Start of PASSAGE TO READ
KYIV : Ukrainian President Volodymyr Zelensky on Monday said the world must unite against evil, in comments marking the 80th anniversary of the liberation of the Auschwitz Nazi death.
The Kremlin launched its invasion of Ukraine in February 2022 claiming that the government in Kyiv contained neo-Nazi elements and saying the country must be demilitarized.
Zelensky warned that the memory of the Holocaust is growing weaker and said some countries are still trying to destroy entire nations.
“We must overcome the hatred that gives rise to abuse and murder. We must prevent forgetfulness,” he said, according to a statement from the presidency.
“And it is everyone’s mission to do everything possible to prevent evil from winning,” he added.
End of PASSAGE TO READ
Start of STORED DATA
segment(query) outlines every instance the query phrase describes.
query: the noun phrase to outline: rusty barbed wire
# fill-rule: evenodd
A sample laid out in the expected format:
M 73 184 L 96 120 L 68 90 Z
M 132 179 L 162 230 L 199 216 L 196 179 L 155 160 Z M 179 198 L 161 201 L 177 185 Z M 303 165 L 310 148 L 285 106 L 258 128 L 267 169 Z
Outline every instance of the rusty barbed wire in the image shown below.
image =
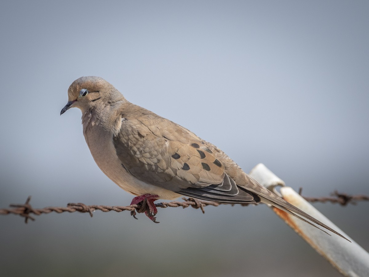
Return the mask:
M 301 195 L 301 188 L 299 191 L 299 194 Z M 350 195 L 346 194 L 339 193 L 337 191 L 332 193 L 330 197 L 308 197 L 303 196 L 307 201 L 309 202 L 321 202 L 325 203 L 331 202 L 333 203 L 338 203 L 342 206 L 345 206 L 350 203 L 356 205 L 359 201 L 369 201 L 369 196 L 364 195 Z M 171 202 L 162 202 L 155 204 L 157 208 L 166 208 L 168 207 L 182 207 L 184 208 L 192 207 L 195 209 L 200 209 L 203 213 L 205 212 L 204 207 L 207 206 L 217 206 L 221 203 L 218 203 L 211 201 L 204 201 L 192 198 L 182 198 L 183 202 L 173 201 Z M 11 204 L 9 206 L 13 208 L 0 209 L 0 215 L 8 215 L 13 214 L 18 215 L 25 218 L 25 222 L 28 223 L 28 220 L 34 220 L 35 218 L 31 215 L 39 215 L 42 213 L 49 213 L 53 212 L 59 213 L 65 212 L 69 213 L 79 212 L 82 213 L 88 213 L 90 216 L 92 217 L 92 212 L 99 210 L 106 212 L 112 211 L 120 212 L 124 211 L 129 211 L 132 213 L 134 213 L 135 211 L 138 213 L 141 213 L 145 209 L 142 209 L 141 205 L 130 205 L 130 206 L 106 206 L 105 205 L 86 205 L 83 203 L 68 203 L 66 207 L 45 207 L 41 209 L 35 209 L 30 204 L 31 196 L 29 196 L 24 204 Z M 225 204 L 223 204 L 225 205 Z M 248 204 L 241 204 L 247 205 Z

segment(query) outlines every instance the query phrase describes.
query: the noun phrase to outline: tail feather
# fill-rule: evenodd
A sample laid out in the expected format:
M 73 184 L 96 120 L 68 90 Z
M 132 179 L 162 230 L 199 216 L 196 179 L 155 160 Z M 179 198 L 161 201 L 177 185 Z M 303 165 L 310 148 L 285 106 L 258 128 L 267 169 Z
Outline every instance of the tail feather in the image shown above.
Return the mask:
M 351 242 L 348 239 L 338 232 L 333 230 L 331 228 L 325 225 L 325 224 L 324 223 L 320 222 L 318 220 L 314 218 L 311 216 L 309 215 L 304 212 L 303 212 L 301 211 L 301 210 L 300 209 L 299 209 L 292 204 L 290 204 L 284 199 L 279 197 L 272 192 L 268 189 L 267 189 L 259 185 L 258 186 L 255 186 L 252 188 L 251 188 L 250 187 L 248 187 L 247 189 L 248 190 L 251 191 L 253 192 L 255 192 L 259 195 L 259 196 L 261 197 L 262 202 L 266 204 L 269 204 L 272 205 L 278 209 L 288 213 L 290 214 L 293 215 L 294 216 L 299 218 L 300 219 L 305 221 L 305 222 L 307 222 L 310 225 L 312 225 L 316 228 L 321 230 L 322 231 L 327 233 L 327 232 L 325 232 L 324 230 L 322 230 L 320 228 L 319 228 L 317 226 L 314 224 L 313 224 L 311 222 L 306 220 L 303 218 L 305 218 L 308 219 L 318 225 L 321 226 L 322 227 L 325 228 L 327 230 L 329 230 L 332 233 L 334 233 L 335 234 L 336 234 L 341 237 L 342 237 L 345 239 Z M 328 235 L 329 234 L 328 234 Z

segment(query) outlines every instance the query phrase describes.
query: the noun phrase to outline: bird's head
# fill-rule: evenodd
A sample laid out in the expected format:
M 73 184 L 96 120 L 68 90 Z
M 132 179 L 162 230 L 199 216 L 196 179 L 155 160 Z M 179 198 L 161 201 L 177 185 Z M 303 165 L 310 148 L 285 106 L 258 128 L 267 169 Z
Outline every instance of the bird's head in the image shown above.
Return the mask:
M 124 99 L 123 95 L 110 83 L 100 77 L 81 77 L 68 89 L 68 103 L 60 112 L 61 115 L 70 108 L 79 108 L 85 112 L 101 103 L 108 103 Z

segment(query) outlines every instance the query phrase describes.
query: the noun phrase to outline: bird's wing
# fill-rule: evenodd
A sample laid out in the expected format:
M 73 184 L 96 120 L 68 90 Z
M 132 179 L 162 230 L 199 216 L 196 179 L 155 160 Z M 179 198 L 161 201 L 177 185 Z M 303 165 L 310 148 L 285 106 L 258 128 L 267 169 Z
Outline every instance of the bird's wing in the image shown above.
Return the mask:
M 148 184 L 203 199 L 257 203 L 255 193 L 236 185 L 207 143 L 174 123 L 137 106 L 118 117 L 113 137 L 127 170 Z

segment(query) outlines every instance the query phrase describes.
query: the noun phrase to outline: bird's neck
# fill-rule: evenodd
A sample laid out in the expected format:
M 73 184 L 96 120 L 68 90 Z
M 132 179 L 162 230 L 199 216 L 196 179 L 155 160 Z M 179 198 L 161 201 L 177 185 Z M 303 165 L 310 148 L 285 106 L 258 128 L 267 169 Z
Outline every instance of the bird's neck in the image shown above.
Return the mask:
M 112 116 L 125 101 L 120 100 L 106 105 L 97 105 L 82 111 L 82 125 L 85 136 L 92 129 L 99 128 L 107 131 L 111 130 L 115 119 L 115 117 Z

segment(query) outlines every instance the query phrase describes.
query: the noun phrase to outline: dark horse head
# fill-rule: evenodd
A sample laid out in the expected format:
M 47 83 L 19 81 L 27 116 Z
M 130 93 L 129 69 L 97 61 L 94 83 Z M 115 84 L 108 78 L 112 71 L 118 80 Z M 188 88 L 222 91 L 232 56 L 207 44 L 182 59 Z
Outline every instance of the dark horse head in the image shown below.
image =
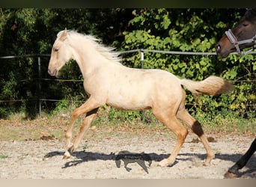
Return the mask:
M 256 46 L 256 9 L 249 9 L 232 28 L 225 32 L 216 46 L 217 54 L 227 57 L 231 52 Z

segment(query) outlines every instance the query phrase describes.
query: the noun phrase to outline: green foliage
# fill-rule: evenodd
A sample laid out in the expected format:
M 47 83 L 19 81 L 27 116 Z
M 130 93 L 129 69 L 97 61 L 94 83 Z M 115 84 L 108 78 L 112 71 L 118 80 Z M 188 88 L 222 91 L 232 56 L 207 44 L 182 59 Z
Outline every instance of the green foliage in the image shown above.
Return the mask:
M 214 46 L 231 20 L 237 21 L 243 13 L 238 10 L 212 9 L 141 9 L 134 10 L 129 23 L 132 29 L 124 31 L 123 47 L 126 50 L 147 49 L 165 51 L 214 52 Z M 214 13 L 214 16 L 212 16 Z M 225 15 L 225 19 L 223 19 Z M 228 25 L 230 24 L 230 25 Z M 225 109 L 246 117 L 255 114 L 255 55 L 163 55 L 144 52 L 144 68 L 165 70 L 180 78 L 202 80 L 209 76 L 222 76 L 234 82 L 236 91 L 217 98 L 203 96 L 197 101 L 196 111 L 216 115 Z M 124 61 L 130 67 L 140 67 L 139 54 L 131 54 Z M 189 94 L 188 107 L 195 100 Z M 195 108 L 192 107 L 192 110 Z M 251 117 L 255 117 L 253 114 Z

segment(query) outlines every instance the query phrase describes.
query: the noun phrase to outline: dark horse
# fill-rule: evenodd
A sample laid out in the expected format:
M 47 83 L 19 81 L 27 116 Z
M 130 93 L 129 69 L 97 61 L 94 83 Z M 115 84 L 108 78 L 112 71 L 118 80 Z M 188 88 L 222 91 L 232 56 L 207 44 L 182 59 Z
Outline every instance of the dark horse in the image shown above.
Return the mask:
End of STORED DATA
Write what comes next in the news report on Zelensky's Auschwitz anniversary remarks, starting after its last sentence. You can ignore the entries.

The foreign ministry said in a statement that Russia’s invasion “brought back to Ukrainian soil horrors that Europe has not seen since World War II.”
“Jewish communities of Ukraine are also suffering from constant Russian terror, in particular in the cities of Dnipro and Odesa, which have a population of over a million, and other localities,” it added.
The Holocaust decimated the Jewish community in Ukraine, which during World War II was part of the Soviet Union.
It was not the first massacre of Jewish people in Ukraine’s history, which had seen previous anti-Semitic pogroms.